Can you format every line of the entries below as a JSON list of strings, one string per line, with blank lines and the pictures left out?

Dataset records
________________

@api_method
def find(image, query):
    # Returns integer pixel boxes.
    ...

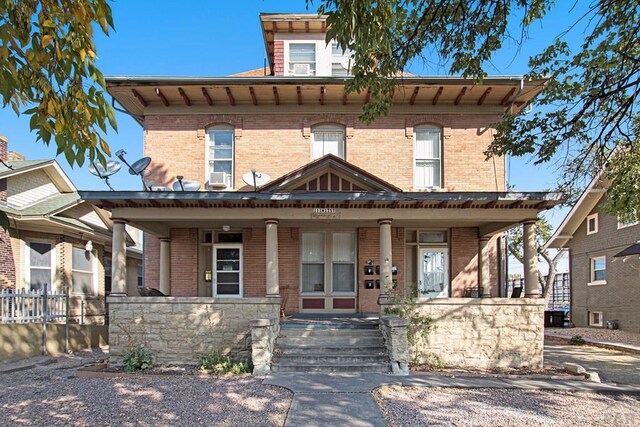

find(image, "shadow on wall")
[0,323,109,360]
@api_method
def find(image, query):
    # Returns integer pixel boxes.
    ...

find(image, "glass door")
[213,244,242,297]
[419,248,449,298]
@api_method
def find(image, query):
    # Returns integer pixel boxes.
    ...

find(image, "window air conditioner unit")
[293,64,311,76]
[209,172,228,190]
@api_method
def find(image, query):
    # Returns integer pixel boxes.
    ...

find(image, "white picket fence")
[0,289,68,323]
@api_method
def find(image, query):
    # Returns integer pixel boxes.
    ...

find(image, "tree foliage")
[318,0,640,221]
[0,0,116,166]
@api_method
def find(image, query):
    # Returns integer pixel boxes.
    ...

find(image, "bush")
[200,352,253,375]
[569,335,587,345]
[124,345,153,372]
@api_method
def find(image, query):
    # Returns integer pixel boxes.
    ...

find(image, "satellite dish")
[172,176,200,191]
[116,150,151,190]
[89,160,122,191]
[242,169,271,190]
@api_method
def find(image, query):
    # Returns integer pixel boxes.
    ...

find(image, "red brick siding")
[145,114,504,191]
[273,40,284,76]
[170,228,198,297]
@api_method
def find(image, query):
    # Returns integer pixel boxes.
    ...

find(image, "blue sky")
[0,0,579,272]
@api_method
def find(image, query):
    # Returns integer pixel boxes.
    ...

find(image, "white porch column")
[522,221,540,298]
[478,237,491,298]
[265,219,280,297]
[111,219,127,296]
[160,237,171,295]
[378,219,393,295]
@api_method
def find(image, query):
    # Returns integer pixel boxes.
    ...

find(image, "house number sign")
[311,208,340,219]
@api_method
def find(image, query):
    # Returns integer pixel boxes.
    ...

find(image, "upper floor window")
[289,43,316,76]
[205,126,234,189]
[587,213,598,234]
[331,42,352,77]
[311,126,345,160]
[413,126,442,189]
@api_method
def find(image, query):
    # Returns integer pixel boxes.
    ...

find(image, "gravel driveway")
[0,363,292,426]
[374,387,640,427]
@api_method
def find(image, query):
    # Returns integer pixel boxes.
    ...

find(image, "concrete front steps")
[271,318,389,373]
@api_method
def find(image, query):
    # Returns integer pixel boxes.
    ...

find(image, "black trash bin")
[544,310,564,328]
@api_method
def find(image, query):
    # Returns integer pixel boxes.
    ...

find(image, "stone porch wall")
[107,297,280,365]
[382,298,544,369]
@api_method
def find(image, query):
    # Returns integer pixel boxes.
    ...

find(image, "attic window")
[587,213,598,235]
[289,43,316,76]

________________

#### Full response
[
  "@api_method",
  "def find(image, query):",
  "    # Returns integer pixel boxes.",
  "    ...",
  "find(image, \"shadow on wall\")",
  "[0,323,109,360]",
  "@api_method",
  "def find(image, query):",
  "    # Returns integer pixel boxes.",
  "    ...",
  "find(image, \"glass door\")",
  "[213,244,242,297]",
  "[419,248,449,298]",
  "@api_method",
  "def find(image, query):",
  "    # Returns integer pixel boxes.",
  "    ...",
  "find(image, \"window air conditioner unit\")",
  "[293,64,311,76]",
  "[209,172,228,190]",
  "@api_method",
  "def find(image, query):",
  "    # Returns integer pixel boxes.",
  "    ...",
  "find(image, \"white picket fence\")",
  "[0,289,68,323]",
  "@api_method",
  "def find(image, query):",
  "    # Returns integer pixel boxes.",
  "    ...",
  "find(image, \"tree foliage\")",
  "[318,0,640,221]",
  "[0,0,116,166]",
  "@api_method",
  "def find(image, query):",
  "    # Returns integer pixel boxes.",
  "    ...",
  "find(image, \"bush\")",
  "[200,352,253,375]",
  "[569,335,587,345]",
  "[124,345,153,372]",
  "@api_method",
  "def find(image, query):",
  "    # Returns integer pixel boxes.",
  "    ...",
  "find(image, \"satellite dish\")",
  "[172,176,200,191]",
  "[116,150,151,190]",
  "[89,160,122,191]",
  "[242,169,271,190]",
  "@api_method",
  "def find(image, query):",
  "    # Returns integer pixel boxes.",
  "    ...",
  "find(image, \"red brick siding\")",
  "[145,114,504,191]",
  "[273,40,284,76]",
  "[170,228,198,297]",
  "@api_method",
  "def find(image, query):",
  "    # Returns integer pixel boxes.",
  "    ...",
  "find(image, \"blue sky\")",
  "[0,0,579,272]",
  "@api_method",
  "def find(image, query):",
  "    # Returns integer pixel boxes.",
  "    ...",
  "find(image, \"white porch column\")",
  "[522,221,540,298]",
  "[478,237,491,298]",
  "[265,219,280,297]",
  "[111,219,127,296]",
  "[160,237,171,295]",
  "[378,219,393,295]",
  "@api_method",
  "def find(image, query):",
  "    # Returns integer pixel boxes.",
  "    ...",
  "find(image, \"house number sign\")",
  "[311,208,340,219]",
  "@api_method",
  "def find(image, query):",
  "    # Returns integer pixel boxes.",
  "    ...",
  "find(image, \"upper floor window\")",
  "[289,43,316,76]",
  "[205,126,234,189]",
  "[587,213,598,234]",
  "[331,42,352,77]",
  "[311,126,345,160]",
  "[413,126,442,189]",
  "@api_method",
  "def find(image, query):",
  "    # Returns integer pixel boxes.",
  "    ...",
  "find(image, \"gravel driveway\")",
  "[0,363,292,426]",
  "[374,387,640,427]",
  "@api_method",
  "def find(image, query):",
  "    # Returns integer pixel boxes.",
  "    ...",
  "find(image, \"concrete front steps\")",
  "[271,318,389,373]",
  "@api_method",
  "def find(image, query):",
  "    # Returns integer pixel boxes.",
  "    ...",
  "find(image, \"black trash bin\")",
  "[544,310,564,328]",
  "@api_method",
  "def find(image, query):",
  "    # Returns integer pixel boxes.",
  "    ...",
  "find(image, \"stone porch wall\")",
  "[107,297,280,365]",
  "[382,298,544,369]",
  "@api_method",
  "def find(image, query):",
  "    # Returns integer pixel boxes.",
  "    ...",
  "find(image, \"attic window\")",
  "[587,213,598,235]",
  "[289,43,316,76]"
]